_Exercise task_
From the line that contains "Put a dot on each instance of the overcast" through the closing line of the entries, write out each line exactly; pictures stay out.

Extracted data entries
━━━━━━━━━━
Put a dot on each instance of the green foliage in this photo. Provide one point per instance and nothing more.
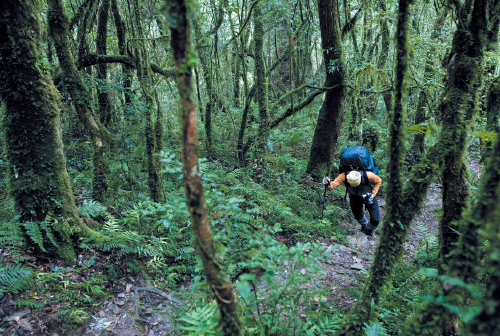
(375, 329)
(15, 278)
(28, 303)
(74, 316)
(201, 320)
(91, 208)
(327, 325)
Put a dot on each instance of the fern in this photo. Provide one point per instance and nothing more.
(326, 326)
(111, 225)
(28, 303)
(200, 320)
(48, 228)
(33, 231)
(12, 239)
(375, 329)
(426, 236)
(15, 278)
(91, 208)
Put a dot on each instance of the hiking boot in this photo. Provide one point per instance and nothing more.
(369, 233)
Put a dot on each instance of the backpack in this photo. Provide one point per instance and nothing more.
(357, 158)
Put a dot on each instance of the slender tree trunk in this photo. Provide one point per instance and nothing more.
(419, 140)
(393, 229)
(38, 181)
(486, 214)
(384, 54)
(58, 22)
(493, 107)
(331, 114)
(145, 77)
(464, 76)
(260, 87)
(105, 110)
(126, 69)
(223, 293)
(83, 48)
(211, 99)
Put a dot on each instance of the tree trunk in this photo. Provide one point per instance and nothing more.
(260, 87)
(331, 114)
(486, 215)
(121, 34)
(58, 22)
(211, 99)
(418, 147)
(223, 293)
(38, 181)
(145, 77)
(105, 110)
(432, 317)
(393, 232)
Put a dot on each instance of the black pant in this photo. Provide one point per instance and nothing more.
(357, 209)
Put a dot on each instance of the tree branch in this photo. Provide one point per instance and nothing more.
(93, 59)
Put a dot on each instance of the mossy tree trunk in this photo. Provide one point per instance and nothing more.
(493, 106)
(464, 78)
(261, 95)
(145, 77)
(211, 99)
(393, 232)
(126, 69)
(184, 60)
(83, 47)
(38, 181)
(384, 53)
(331, 114)
(486, 215)
(418, 145)
(81, 97)
(105, 110)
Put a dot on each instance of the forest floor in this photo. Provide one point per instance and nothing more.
(137, 308)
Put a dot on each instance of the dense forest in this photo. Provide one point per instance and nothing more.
(162, 164)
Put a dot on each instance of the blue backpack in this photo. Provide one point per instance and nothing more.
(358, 158)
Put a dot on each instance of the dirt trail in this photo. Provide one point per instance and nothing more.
(131, 312)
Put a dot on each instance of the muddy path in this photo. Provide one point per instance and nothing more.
(136, 307)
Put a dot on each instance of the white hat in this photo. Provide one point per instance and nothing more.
(354, 178)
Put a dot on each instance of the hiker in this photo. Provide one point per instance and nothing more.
(362, 187)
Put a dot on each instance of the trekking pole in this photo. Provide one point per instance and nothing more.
(323, 207)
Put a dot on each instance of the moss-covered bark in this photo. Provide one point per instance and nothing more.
(145, 77)
(261, 94)
(205, 61)
(105, 110)
(417, 148)
(486, 215)
(433, 317)
(331, 114)
(184, 59)
(38, 181)
(394, 230)
(121, 36)
(58, 22)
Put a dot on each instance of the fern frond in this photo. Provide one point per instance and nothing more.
(15, 278)
(375, 329)
(28, 303)
(200, 321)
(91, 208)
(426, 235)
(12, 239)
(33, 231)
(111, 225)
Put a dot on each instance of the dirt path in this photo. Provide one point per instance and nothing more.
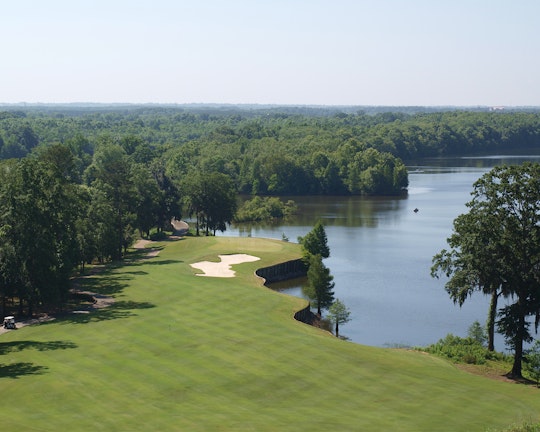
(100, 301)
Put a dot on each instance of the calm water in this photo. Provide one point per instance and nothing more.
(381, 253)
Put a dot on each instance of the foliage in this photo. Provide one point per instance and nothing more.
(320, 285)
(264, 209)
(495, 250)
(212, 198)
(315, 242)
(179, 352)
(462, 350)
(338, 314)
(477, 333)
(532, 362)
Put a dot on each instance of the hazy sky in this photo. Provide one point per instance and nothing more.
(336, 52)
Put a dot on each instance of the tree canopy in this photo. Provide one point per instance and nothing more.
(495, 249)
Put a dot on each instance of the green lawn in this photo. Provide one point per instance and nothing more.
(178, 352)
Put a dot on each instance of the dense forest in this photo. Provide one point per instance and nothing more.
(267, 152)
(77, 184)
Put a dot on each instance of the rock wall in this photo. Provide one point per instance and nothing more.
(283, 271)
(288, 270)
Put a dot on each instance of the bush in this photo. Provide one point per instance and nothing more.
(263, 209)
(463, 350)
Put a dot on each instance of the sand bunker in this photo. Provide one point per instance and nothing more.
(223, 268)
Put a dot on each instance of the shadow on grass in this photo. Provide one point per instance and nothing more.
(16, 370)
(117, 310)
(8, 347)
(105, 283)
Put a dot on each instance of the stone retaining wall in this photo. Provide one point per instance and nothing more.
(283, 271)
(288, 270)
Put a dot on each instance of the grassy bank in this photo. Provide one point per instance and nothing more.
(180, 352)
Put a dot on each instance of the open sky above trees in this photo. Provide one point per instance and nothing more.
(351, 52)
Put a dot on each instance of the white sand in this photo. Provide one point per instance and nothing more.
(223, 268)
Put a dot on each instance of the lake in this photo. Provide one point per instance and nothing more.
(381, 252)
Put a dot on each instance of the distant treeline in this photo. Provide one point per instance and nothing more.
(271, 150)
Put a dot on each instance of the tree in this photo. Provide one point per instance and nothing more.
(39, 206)
(532, 362)
(212, 198)
(496, 248)
(338, 314)
(112, 173)
(474, 262)
(477, 333)
(320, 285)
(315, 242)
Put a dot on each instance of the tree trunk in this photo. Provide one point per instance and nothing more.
(491, 320)
(518, 349)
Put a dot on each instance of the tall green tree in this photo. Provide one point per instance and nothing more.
(320, 284)
(315, 242)
(111, 172)
(474, 262)
(39, 206)
(504, 219)
(212, 198)
(338, 314)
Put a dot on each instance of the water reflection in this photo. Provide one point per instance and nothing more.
(381, 253)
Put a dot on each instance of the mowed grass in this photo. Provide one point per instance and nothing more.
(178, 352)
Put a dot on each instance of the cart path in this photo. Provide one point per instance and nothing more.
(100, 301)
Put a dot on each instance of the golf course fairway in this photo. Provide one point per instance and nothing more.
(176, 352)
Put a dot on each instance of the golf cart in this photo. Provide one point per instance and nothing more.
(9, 322)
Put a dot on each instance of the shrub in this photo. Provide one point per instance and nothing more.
(463, 350)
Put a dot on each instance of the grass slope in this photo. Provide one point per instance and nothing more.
(186, 353)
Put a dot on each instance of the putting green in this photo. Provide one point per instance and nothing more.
(178, 352)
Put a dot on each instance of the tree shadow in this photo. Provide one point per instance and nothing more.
(8, 347)
(16, 370)
(116, 310)
(163, 262)
(104, 284)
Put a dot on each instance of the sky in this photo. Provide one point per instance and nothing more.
(284, 52)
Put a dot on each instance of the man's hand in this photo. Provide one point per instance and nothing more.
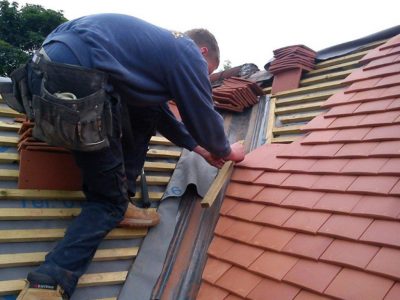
(237, 154)
(211, 159)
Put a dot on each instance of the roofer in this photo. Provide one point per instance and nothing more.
(85, 72)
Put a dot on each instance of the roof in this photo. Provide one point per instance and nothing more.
(319, 218)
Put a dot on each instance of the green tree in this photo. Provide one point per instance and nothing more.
(22, 30)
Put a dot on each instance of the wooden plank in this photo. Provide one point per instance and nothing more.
(36, 258)
(18, 194)
(9, 126)
(299, 118)
(223, 175)
(160, 140)
(325, 78)
(37, 235)
(299, 108)
(312, 88)
(9, 157)
(295, 129)
(159, 166)
(271, 120)
(316, 96)
(163, 153)
(8, 141)
(8, 112)
(9, 175)
(8, 287)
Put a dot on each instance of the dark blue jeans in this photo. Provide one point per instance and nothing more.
(105, 185)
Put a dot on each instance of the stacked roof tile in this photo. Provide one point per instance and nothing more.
(319, 218)
(236, 94)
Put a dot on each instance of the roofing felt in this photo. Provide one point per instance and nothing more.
(319, 218)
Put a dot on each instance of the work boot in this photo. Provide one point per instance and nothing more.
(41, 287)
(140, 217)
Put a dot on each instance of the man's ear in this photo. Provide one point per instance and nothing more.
(204, 51)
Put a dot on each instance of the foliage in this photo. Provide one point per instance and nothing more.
(22, 30)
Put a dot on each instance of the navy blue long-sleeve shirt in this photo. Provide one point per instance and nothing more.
(148, 66)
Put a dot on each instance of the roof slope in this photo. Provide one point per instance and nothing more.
(319, 218)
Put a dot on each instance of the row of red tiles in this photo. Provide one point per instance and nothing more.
(375, 259)
(365, 229)
(316, 276)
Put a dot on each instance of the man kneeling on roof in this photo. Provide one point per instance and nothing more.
(100, 86)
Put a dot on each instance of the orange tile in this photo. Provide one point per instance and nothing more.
(394, 293)
(378, 206)
(210, 292)
(271, 290)
(245, 175)
(223, 224)
(346, 122)
(345, 226)
(337, 202)
(302, 199)
(382, 133)
(353, 150)
(350, 135)
(306, 295)
(315, 276)
(242, 191)
(273, 215)
(307, 245)
(349, 253)
(246, 210)
(373, 184)
(272, 178)
(214, 269)
(272, 195)
(334, 183)
(219, 246)
(386, 262)
(273, 265)
(351, 284)
(383, 233)
(299, 164)
(242, 231)
(391, 167)
(272, 238)
(242, 255)
(227, 205)
(323, 151)
(239, 281)
(306, 221)
(300, 181)
(329, 165)
(364, 166)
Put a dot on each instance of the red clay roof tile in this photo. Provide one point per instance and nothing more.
(273, 265)
(351, 284)
(211, 292)
(272, 238)
(306, 221)
(214, 269)
(386, 262)
(349, 253)
(383, 233)
(239, 281)
(271, 290)
(312, 275)
(345, 226)
(307, 245)
(242, 255)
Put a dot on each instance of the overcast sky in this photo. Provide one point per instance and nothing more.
(248, 31)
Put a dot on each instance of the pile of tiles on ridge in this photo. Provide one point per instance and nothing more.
(292, 57)
(236, 94)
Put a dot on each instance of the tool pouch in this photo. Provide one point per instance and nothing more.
(81, 124)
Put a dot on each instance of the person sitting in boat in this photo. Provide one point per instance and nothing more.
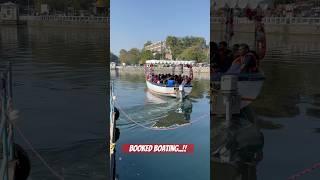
(170, 82)
(235, 51)
(246, 63)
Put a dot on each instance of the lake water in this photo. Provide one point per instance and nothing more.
(288, 108)
(59, 89)
(148, 110)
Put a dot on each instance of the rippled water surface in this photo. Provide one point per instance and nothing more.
(288, 108)
(59, 88)
(145, 112)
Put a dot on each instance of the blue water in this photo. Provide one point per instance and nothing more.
(146, 109)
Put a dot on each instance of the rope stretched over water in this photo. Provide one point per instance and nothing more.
(38, 154)
(305, 171)
(157, 129)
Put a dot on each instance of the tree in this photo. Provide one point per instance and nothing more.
(147, 43)
(114, 58)
(133, 56)
(175, 46)
(194, 53)
(145, 55)
(178, 45)
(123, 57)
(157, 56)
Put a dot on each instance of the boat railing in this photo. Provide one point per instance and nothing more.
(164, 85)
(270, 20)
(6, 127)
(73, 19)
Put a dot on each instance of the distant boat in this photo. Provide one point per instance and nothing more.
(176, 90)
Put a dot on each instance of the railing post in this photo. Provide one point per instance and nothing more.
(4, 163)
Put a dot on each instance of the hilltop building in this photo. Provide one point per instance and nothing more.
(160, 47)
━━━━━━━━━━
_Task result_
Put a dot on each instance of the overcast sky in this photo. Provide one point per instance and nothing more.
(248, 31)
Put a dot on each instance of the pile of tiles on ridge in this photo. Provide one point per instance and nothing more.
(292, 57)
(236, 94)
Put a dot on each instance of the tool pouch in this photo. Provide one point per instance and nothing more.
(81, 124)
Put a dot on each instance of the person sitting in boat in this photo. Provide one point per instance and nothing more.
(170, 82)
(235, 51)
(246, 63)
Put a dot on each instance of the lake water in this photo. Provide one point per instance and nothing more.
(288, 108)
(59, 89)
(148, 110)
Put a dot on each instance of the rippled water surface in this photo. Provide one point per instance and nothing more.
(288, 108)
(59, 88)
(145, 112)
Put a dot on each instance of the blue water in this photo. Provide one point per instance and nothing more.
(146, 109)
Put a dot on each instance of the rope stretched over water in this photo. Provide one point per instance and nothing more.
(38, 154)
(305, 171)
(157, 129)
Put a dot on each instance of the tree in this photo. Provide one point per instance and nothing more.
(147, 43)
(114, 58)
(133, 56)
(175, 46)
(194, 53)
(145, 55)
(178, 45)
(123, 57)
(157, 56)
Put a dot on each instance of the boat railing in this photo. Provide one point per instance and nothing more.
(164, 85)
(270, 20)
(6, 127)
(73, 19)
Put a dot on each instance of the distant boat in this photo. Provide one point per instance and nothing more.
(176, 90)
Put a dot on each instance of the railing post in this photo. Provide one point per instance and nothing more.
(4, 163)
Put a dot on each instance of the hilltop building in this photo. Provide one point per instance and nothing more.
(160, 47)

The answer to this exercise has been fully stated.